• _Short exercise_: Copy the records below line for line, with nothing changed, and leave out the pictures.

Object pointing dataset rows:
┏━━

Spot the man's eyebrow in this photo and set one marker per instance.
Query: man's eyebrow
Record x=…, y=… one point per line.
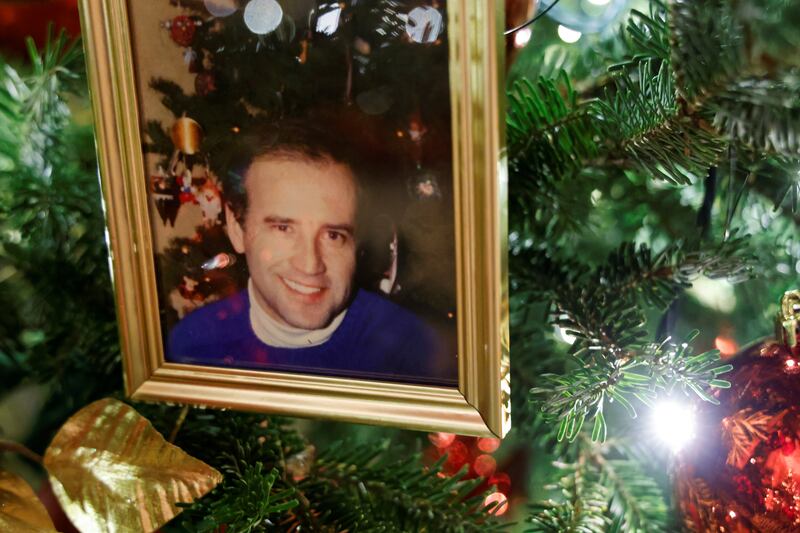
x=341, y=227
x=272, y=219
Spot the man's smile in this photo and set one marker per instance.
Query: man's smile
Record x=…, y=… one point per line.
x=301, y=288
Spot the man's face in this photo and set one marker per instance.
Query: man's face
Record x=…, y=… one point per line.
x=298, y=237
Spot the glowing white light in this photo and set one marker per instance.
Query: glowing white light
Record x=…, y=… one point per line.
x=522, y=37
x=717, y=294
x=424, y=24
x=568, y=35
x=565, y=335
x=262, y=16
x=220, y=8
x=328, y=22
x=674, y=424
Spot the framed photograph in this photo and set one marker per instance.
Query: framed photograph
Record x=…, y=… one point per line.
x=306, y=205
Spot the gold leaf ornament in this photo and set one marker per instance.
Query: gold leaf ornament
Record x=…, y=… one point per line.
x=113, y=472
x=20, y=509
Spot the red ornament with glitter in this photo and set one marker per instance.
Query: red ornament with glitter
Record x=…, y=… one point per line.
x=743, y=474
x=182, y=30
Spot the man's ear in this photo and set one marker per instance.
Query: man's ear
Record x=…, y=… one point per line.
x=234, y=229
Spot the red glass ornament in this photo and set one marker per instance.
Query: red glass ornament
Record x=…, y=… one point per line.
x=484, y=465
x=182, y=30
x=500, y=500
x=457, y=455
x=739, y=474
x=502, y=481
x=488, y=445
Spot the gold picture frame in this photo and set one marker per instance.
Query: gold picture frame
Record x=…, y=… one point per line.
x=480, y=405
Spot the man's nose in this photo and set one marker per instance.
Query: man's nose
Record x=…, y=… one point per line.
x=307, y=258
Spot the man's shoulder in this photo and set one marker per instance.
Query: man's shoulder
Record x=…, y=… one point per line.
x=221, y=321
x=378, y=308
x=401, y=342
x=377, y=313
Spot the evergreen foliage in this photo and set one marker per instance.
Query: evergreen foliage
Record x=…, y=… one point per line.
x=676, y=164
x=59, y=329
x=693, y=93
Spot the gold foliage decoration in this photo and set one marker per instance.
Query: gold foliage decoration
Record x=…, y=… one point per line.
x=113, y=472
x=20, y=509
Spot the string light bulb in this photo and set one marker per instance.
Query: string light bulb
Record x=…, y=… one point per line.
x=568, y=35
x=674, y=424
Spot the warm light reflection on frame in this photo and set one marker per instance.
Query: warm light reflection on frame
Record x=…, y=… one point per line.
x=480, y=405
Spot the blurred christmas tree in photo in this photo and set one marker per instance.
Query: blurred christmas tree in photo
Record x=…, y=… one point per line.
x=654, y=167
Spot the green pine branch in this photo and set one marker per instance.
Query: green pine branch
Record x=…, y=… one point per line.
x=582, y=394
x=583, y=507
x=365, y=488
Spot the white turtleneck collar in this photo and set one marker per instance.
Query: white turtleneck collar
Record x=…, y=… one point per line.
x=271, y=332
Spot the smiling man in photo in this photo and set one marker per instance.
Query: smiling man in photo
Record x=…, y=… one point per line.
x=292, y=209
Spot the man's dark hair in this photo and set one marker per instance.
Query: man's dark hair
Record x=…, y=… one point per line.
x=292, y=140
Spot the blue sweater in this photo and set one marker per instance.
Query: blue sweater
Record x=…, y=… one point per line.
x=376, y=340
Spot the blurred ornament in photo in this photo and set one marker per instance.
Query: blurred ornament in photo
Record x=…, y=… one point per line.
x=220, y=8
x=187, y=135
x=424, y=24
x=219, y=261
x=182, y=29
x=425, y=186
x=205, y=83
x=586, y=16
x=328, y=16
x=262, y=16
x=742, y=473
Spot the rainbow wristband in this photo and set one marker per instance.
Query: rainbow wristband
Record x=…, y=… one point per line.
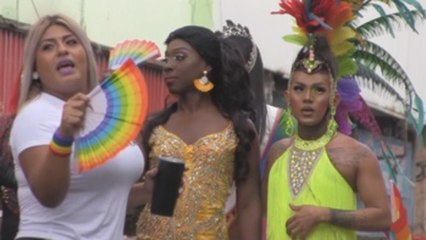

┗━━

• _Complete output_:
Spot the man's eyebrow in this photo and set one marker per instance.
Query: man's eyebrow
Record x=…, y=… one point per line.
x=341, y=227
x=272, y=219
Spot the man's smile in this photo and set one marker per instance.
Query: man's smile
Record x=…, y=… one point per line.
x=301, y=288
Spot the man's face in this photo and set one marker per instance.
Query: man's face
Record x=…, y=… one point per line.
x=298, y=237
Spot the glowing white light in this photo and set one marker per instance.
Query: glowing white light
Record x=…, y=… one point per line.
x=522, y=37
x=717, y=294
x=424, y=24
x=568, y=35
x=565, y=335
x=262, y=16
x=220, y=8
x=328, y=22
x=674, y=424
Spot the framed photograph in this photo and set one marker per instance.
Query: framed photograph
Record x=…, y=… one point per line.
x=306, y=205
Spot the gold leaf ornament in this photo and set one marker per instance.
Query: gold leaf ornament
Record x=…, y=… one point per line.
x=113, y=472
x=20, y=509
Spot the red ornament with glitter in this photo and set one marker per instance.
Query: red ornament with glitter
Record x=…, y=… one point per line.
x=743, y=474
x=182, y=30
Spot the man's ear in this photo and set one marker per instance.
Query: man's ear
Record x=…, y=… one point per line.
x=234, y=229
Spot the red glass ornament in this photo and set one marker per instance.
Query: red glass ornament
Record x=…, y=… one point per line.
x=484, y=465
x=182, y=30
x=500, y=500
x=457, y=455
x=739, y=474
x=502, y=481
x=488, y=445
Spot the gold picture frame in this photo and set one marker per instance.
Query: gold picture frame
Record x=…, y=… one point per line.
x=480, y=405
Spot the man's nose in this photo and set one marker per instance.
Query: man's nose
Record x=…, y=… one point per line.
x=307, y=258
Spot the man's shoulder in this photo and set one marker per instance.
Query: man's shoulder
Record x=…, y=… one point per line.
x=221, y=321
x=378, y=308
x=401, y=342
x=377, y=313
Spot the evergreen foliage in this photo and set one marker per instance.
Query: evergreen foliage
Record x=…, y=… one point per line.
x=676, y=164
x=59, y=329
x=693, y=93
Spot the gold foliage decoration in this photo and set one marker per instance.
Query: gold foliage decoration
Record x=…, y=… one point per line.
x=113, y=472
x=20, y=509
Spot the string light bulb in this photo and set one marker per instance.
Query: string light bulb
Record x=…, y=… one point per line.
x=568, y=35
x=674, y=424
Spot the warm light reflection on frame in this photo and set one marker per instance.
Query: warm light reflection on frame
Record x=…, y=… one point per line.
x=480, y=405
Spot the blurred christmas tree in photo in this photo and set one marker per instance.
Query: blurred christmas tree in photo
Record x=…, y=… one point per line.
x=654, y=167
Spot the green pine branch in this photo and set one marker per instance.
Query: green pine branch
Record x=…, y=… one point per line.
x=582, y=394
x=583, y=507
x=365, y=488
Spot the white turtleneck collar in this photo and set one marker per instance.
Query: white turtleneck collar
Record x=…, y=… one point per line.
x=271, y=332
Spot the smiling man in photo in this photo and set one marker per instance.
Query: smiling man in photo
Record x=…, y=… one point per line.
x=292, y=209
Spot the man's dark hair in this photo and set one marker per instance.
Query: man's dark hair
Record x=…, y=… one point per line.
x=292, y=140
Spot the blue sweater in this photo and set one marker per instance.
Query: blue sweater
Record x=…, y=… one point per line.
x=376, y=340
Spot the blurred ornament in photo in this photo and set one marker per instance.
Query: blurred ornament in photo
Record x=…, y=… one point per line.
x=220, y=8
x=187, y=135
x=424, y=24
x=219, y=261
x=182, y=29
x=425, y=186
x=205, y=83
x=586, y=16
x=328, y=16
x=262, y=16
x=742, y=473
Spot the rainbow wristband in this photo and set one marker per instance.
Query: rainbow wristband
Record x=…, y=… one point per line.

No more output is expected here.